───── Given information ─────

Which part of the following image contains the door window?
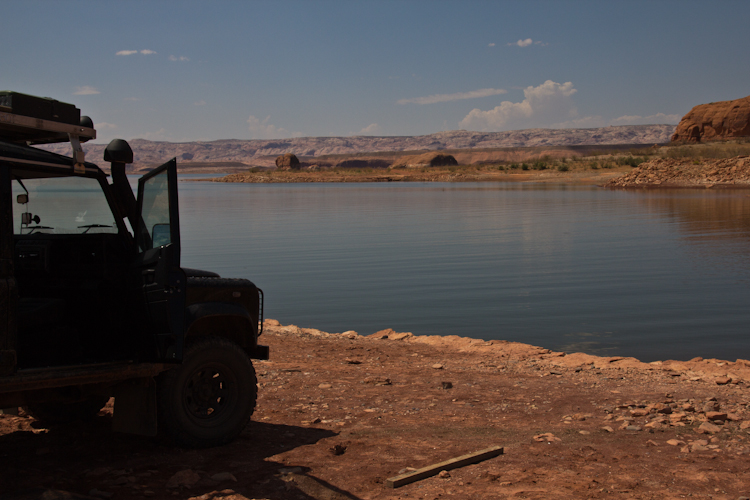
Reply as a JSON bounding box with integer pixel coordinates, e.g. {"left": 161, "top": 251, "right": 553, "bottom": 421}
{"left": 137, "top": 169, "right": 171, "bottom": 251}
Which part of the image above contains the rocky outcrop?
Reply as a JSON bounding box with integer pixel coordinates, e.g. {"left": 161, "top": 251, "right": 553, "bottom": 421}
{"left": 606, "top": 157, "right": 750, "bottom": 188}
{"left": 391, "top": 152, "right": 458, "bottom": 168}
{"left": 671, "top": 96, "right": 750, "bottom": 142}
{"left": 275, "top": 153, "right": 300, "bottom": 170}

─────

**What the task requires:** When you transcribe the entries above, begin at their first line, end with the line containing "Which part of the image", and copy each line exactly without any picture.

**Response area:**
Which part of the following image contains the door window?
Reply as a JSON bounding box with integer pixel coordinates, e.g. {"left": 161, "top": 251, "right": 553, "bottom": 421}
{"left": 137, "top": 169, "right": 171, "bottom": 251}
Which part of the image above contains the rocky outcrop?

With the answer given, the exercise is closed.